## EXERCISE DESCRIPTION
Your task is to quote the material that follows, in full and exactly.

## SOURCE DATA

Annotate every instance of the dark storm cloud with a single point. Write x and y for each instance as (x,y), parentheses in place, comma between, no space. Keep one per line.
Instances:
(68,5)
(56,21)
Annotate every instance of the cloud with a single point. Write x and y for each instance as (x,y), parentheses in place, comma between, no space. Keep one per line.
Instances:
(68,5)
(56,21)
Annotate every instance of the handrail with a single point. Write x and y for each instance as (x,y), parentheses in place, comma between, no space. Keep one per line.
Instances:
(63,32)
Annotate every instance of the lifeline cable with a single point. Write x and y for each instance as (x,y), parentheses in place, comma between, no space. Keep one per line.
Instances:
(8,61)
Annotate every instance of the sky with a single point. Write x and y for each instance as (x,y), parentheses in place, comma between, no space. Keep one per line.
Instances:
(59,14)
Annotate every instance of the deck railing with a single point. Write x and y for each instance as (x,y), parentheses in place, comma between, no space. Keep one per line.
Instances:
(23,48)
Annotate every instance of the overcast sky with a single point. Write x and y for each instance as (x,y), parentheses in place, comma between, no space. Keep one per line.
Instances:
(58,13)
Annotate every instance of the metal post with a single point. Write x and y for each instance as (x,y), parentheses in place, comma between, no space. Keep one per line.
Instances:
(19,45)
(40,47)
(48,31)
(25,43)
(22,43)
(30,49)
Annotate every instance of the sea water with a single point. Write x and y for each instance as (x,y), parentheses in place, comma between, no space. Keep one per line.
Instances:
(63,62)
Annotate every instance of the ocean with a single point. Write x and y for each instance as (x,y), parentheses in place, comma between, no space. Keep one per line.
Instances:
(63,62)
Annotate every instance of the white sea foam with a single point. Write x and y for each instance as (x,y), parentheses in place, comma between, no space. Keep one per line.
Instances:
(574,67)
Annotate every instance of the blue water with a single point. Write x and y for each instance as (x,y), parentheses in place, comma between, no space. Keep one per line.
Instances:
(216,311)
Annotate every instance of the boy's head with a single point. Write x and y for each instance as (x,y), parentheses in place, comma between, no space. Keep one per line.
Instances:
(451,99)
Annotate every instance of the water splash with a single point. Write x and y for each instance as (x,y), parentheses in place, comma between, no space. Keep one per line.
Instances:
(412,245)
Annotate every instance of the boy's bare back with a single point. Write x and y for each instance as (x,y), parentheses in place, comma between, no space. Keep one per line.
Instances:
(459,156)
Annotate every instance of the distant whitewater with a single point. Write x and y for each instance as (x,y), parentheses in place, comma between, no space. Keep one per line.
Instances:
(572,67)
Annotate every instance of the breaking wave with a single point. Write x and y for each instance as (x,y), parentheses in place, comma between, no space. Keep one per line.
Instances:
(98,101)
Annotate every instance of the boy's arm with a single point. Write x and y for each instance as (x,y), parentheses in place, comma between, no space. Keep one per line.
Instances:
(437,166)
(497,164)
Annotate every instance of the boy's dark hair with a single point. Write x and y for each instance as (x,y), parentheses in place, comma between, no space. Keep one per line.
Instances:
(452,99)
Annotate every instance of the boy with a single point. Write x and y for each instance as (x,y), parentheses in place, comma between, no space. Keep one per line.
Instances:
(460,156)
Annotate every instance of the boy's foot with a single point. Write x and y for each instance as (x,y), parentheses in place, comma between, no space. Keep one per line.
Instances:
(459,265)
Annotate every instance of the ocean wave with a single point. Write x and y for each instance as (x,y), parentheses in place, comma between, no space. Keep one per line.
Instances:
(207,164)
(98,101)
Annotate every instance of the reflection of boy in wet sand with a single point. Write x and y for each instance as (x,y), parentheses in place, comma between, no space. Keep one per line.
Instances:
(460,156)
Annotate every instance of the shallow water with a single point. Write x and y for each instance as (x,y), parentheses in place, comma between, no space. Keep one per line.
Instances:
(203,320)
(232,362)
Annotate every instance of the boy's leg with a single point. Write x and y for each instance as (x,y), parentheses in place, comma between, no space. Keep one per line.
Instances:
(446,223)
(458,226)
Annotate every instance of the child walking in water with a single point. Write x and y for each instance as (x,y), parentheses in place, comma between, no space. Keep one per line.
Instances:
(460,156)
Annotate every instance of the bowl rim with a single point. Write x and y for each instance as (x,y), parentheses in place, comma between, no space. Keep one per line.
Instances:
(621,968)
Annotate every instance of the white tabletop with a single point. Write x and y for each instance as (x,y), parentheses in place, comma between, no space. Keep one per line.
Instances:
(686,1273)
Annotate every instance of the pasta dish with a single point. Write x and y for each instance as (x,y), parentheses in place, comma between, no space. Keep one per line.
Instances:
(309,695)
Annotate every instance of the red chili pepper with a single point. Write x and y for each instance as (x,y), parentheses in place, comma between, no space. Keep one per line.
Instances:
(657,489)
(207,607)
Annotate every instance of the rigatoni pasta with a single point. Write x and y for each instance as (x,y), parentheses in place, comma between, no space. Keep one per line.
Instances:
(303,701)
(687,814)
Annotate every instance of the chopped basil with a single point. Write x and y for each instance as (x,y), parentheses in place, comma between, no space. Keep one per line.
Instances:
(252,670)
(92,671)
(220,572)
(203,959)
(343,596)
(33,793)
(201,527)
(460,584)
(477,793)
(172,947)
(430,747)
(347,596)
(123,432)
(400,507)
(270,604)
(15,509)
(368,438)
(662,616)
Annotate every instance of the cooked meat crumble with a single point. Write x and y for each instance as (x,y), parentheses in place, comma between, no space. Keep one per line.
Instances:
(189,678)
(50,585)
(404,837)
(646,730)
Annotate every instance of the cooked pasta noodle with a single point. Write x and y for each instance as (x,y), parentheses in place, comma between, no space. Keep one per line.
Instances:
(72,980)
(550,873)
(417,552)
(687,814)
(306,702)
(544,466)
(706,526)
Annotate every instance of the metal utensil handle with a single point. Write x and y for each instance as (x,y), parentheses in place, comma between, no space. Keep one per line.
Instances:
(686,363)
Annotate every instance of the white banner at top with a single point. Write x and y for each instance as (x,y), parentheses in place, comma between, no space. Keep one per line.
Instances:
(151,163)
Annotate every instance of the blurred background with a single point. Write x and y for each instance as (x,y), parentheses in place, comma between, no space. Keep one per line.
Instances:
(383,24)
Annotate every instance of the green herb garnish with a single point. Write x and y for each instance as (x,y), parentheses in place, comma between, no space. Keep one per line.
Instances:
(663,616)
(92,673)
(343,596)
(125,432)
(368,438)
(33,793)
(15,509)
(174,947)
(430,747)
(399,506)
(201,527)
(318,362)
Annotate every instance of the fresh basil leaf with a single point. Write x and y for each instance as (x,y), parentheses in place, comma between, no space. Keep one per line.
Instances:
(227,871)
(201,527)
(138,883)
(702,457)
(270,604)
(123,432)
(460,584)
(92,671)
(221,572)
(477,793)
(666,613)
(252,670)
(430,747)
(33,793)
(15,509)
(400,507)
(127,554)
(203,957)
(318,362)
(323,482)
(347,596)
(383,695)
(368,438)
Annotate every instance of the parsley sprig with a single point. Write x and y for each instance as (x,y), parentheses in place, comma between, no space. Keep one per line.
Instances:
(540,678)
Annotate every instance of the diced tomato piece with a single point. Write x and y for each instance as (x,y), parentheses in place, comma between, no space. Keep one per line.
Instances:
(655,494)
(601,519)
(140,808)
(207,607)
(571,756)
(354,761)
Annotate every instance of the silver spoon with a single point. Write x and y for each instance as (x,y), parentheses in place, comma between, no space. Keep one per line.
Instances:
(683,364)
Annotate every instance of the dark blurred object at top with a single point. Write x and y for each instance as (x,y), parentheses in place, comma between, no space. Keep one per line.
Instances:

## EXERCISE RESPONSE
Annotate every instance of the dark storm cloud with a single point. Write x and y for each instance as (x,y), parentheses in place, comma between, no space. Keep one per line.
Instances:
(68,5)
(56,21)
Annotate every instance of the cloud with a single point. Write x and y for each instance as (x,y), parentheses in place, comma between, no space. Keep one per line.
Instances:
(68,5)
(56,21)
Annotate every instance of the handrail with a single point. Write x and y for each instance as (x,y), parentheses in place, comma between, no space. Keep one per line.
Instances:
(63,32)
Annotate every instance of the lifeline cable with a single point. Write x and y for each instance as (x,y), parentheses in place, comma between, no space. Keep one per line.
Instances:
(8,61)
Annotate every instance of the sky with a single point. Write x and y for each instance as (x,y), parentheses in place, comma between, no space. Keep one per line.
Instances:
(59,14)
Annotate every instance of the deck railing with a single point. Write x and y for each instance as (x,y), parentheses in place, comma between, no space. Keep one per line.
Instances:
(23,48)
Annotate every instance of the overcast sky with a single point. Write x and y for each instance as (x,y), parentheses in place, comma between, no space. Keep one per line.
Instances:
(58,13)
Annotate every instance of the metal post with a single point. Write x and y for each instance as (x,y), parentheses in place, comma between, no space. Keep one per line.
Instances:
(19,45)
(40,47)
(48,31)
(25,43)
(22,43)
(30,49)
Annotate every instance of the sea water with a single point. Write x and y for each instance as (x,y), parentheses in place, comma between, no space. Keep one per line.
Instances:
(63,62)
Annotate every instance of the ocean with a single point. Write x and y for each instance as (x,y), parentheses in place, comma between, no space. Keep one per line.
Instances:
(63,62)
Annotate every instance of the white sea foam with a single point. Write x and y for each instance as (x,y), parentheses in place, comma between, no space. Keep one per line.
Instances:
(574,67)
Annotate every instance of the blue water with a single point. Write x and y for each instance as (x,y), parentheses in place, comma between, no space. Keep one per line.
Instances:
(216,311)
Annotate every instance of the boy's head with a single point. Write x and y for each instance as (x,y), parentheses in place, comma between, no space. Keep one per line.
Instances:
(451,99)
Annotate every instance of the water splash with a single point. Write x and y for each instance as (x,y), parentheses in place, comma between, no space. Keep one per line.
Instances:
(412,245)
Annotate every instance of the boy's bare back with a single point. Write x and y for each instance as (x,y), parentheses in place, comma between, no space. Keep one per line.
Instances:
(459,156)
Annotate every instance of the distant whitewater with a single point. Write x and y for each instance as (x,y), parentheses in place, comma between, no space. Keep one per line.
Instances:
(572,67)
Annotate every instance of the breaking wave with a single point. Write x and y for each instance as (x,y), parentheses in place, comma between, no space. Keep one per line.
Instances:
(98,101)
Annotate every instance of the boy's arm with a single point. Write x and y for each instance as (x,y), parentheses in place, comma between, no space. Keep one per line.
Instances:
(437,166)
(497,164)
Annotate every instance of the boy's dark hair with a single point. Write x and y for each instance as (x,y), parentheses in place, comma between, no space. Keep one per line.
Instances:
(452,99)
Annotate every instance of the boy with a single point. Write x and y for each instance as (x,y), parentheses in place, comma between, no space. Keep one per line.
Instances:
(460,156)
Annotate every instance of the boy's foot with a single point. Write x and y for each instance as (x,y), parentheses in place, comma between, no space. Keep one per line.
Instances:
(459,265)
Annotate every instance of the ocean wave with a single point. Write x and y for each instance as (x,y), parentheses in place, comma between, no space. Keep one per line.
Instances:
(207,164)
(98,101)
Annotate every instance of the reflection of boy in wet sand with a single point. Write x and y for each instance as (x,y), parentheses in place, comma between, no space. Keep one per line.
Instances:
(460,156)
Annotate every instance of the shallow water with a single point. Write x and y for each instance as (x,y), parentheses in place, comma between, no space. Keep one per line.
Instances:
(203,320)
(232,362)
Annotate every instance of the boy's leg with a single point. Write x and y for each instance as (x,y), parentheses in place, comma between, no space. Keep one per line.
Instances:
(446,223)
(458,226)
Annotate every instance of the child walking in water with a single point. Write x and y for each instance as (x,y), parentheses in place, comma between, no space. Keep one per line.
Instances:
(460,156)
Annotate every instance of the bowl rim with a single point. Write x and y for each instance as (x,y), parentheses in place, comma between, no space. Keep one per line.
Instances:
(621,968)
Annotate every instance of the white tabletop with a single point. Write x and y for each instance as (x,y), parentheses in place, comma between, no space. Keep one per line.
Instances:
(686,1273)
Annotate every instance of the pasta dish with a single point. Write x and y for each instance as (x,y), parentheses in place, comma between, no space. Keep one per line.
Instances:
(309,695)
Annotate every instance of the red chili pepper with a single point. Write x and y for each instance as (x,y), parentheses in place, comma between, no space. Keep one per line.
Instances:
(657,489)
(207,607)
Annotate every instance of the rigatoni pasta with a single point. Write x and y for each instance as (x,y), parentheses in place, comma between, no space. Keep one per line.
Instances:
(303,701)
(687,814)
Annotate every instance of the chopped basil with a single point. Write x and y for each instance as (x,y), parentheses in place, comma between, no space. Keep one per line.
Instances:
(252,670)
(92,671)
(220,572)
(203,959)
(343,596)
(33,793)
(201,527)
(460,584)
(477,793)
(172,947)
(430,747)
(347,596)
(123,432)
(400,507)
(270,604)
(15,509)
(368,438)
(662,616)
Annotate every instance of the cooked meat crumble with a single point. Write x and y for each instance as (x,y), parentheses in place, comma between, no space. Keep one per line.
Instances:
(189,678)
(50,585)
(404,837)
(646,730)
Annotate every instance of the cooked pasta noodle with a single point. Write x and y for each instance as (x,y), parentheses in place, comma between, no space. Keep one per line.
Instances:
(72,980)
(550,873)
(417,552)
(687,814)
(306,702)
(544,466)
(706,526)
Annotate every instance of the metal utensil handle with a single point. Write x and y for each instance as (x,y), parentheses in place, comma between, no space. Keep one per line.
Instances:
(686,363)
Annotate every instance of the white banner at top with a single point. Write x and y for each instance as (x,y), parentheses in place, comma between, no space. Keep one per line.
Instances:
(151,163)
Annotate every instance of the blurred background with a single point. Write x and y for each instance as (x,y), parentheses in place, comma between, no space. Keep one per line.
Instances:
(383,24)
Annotate every instance of the green herb garnish with a single point. Write x and y for each instance as (x,y), parentheses in place, comma between, no space. Keep one per line.
Instances:
(663,616)
(92,673)
(343,596)
(125,432)
(368,438)
(33,793)
(15,509)
(174,947)
(430,747)
(399,506)
(201,527)
(318,362)
Annotate every instance of the fresh basil leaf with a single point. Write x and y for each instance as (x,y), parentheses in place, comma between, no space. Keep one per line.
Instances:
(227,871)
(201,527)
(138,883)
(702,457)
(270,604)
(123,432)
(460,584)
(92,671)
(221,572)
(477,793)
(666,613)
(252,670)
(430,747)
(33,793)
(15,509)
(400,507)
(127,554)
(203,957)
(318,362)
(323,482)
(347,596)
(383,695)
(368,438)
Annotate every instance of the parsley sprig with a single point. Write x and y for each instance as (x,y), parentheses in place, comma between, no space. Keep one per line.
Instances:
(540,678)
Annotate every instance of the diced tomato piece with a single point. Write x and y for each instance as (x,y), parentheses in place, comma between, no space. Keep one per line.
Instances:
(655,494)
(601,519)
(140,808)
(207,607)
(571,756)
(354,761)
Annotate every instance of the silver spoon with a single point. Write x and y for each instance as (x,y), parentheses in place, comma between, no space. Keep one per line.
Instances:
(683,364)
Annotate every instance of the dark blurred object at top with a single point. Write x and y for each instance as (x,y), parentheses in place, comma between, no space. Keep one per line.
Instances:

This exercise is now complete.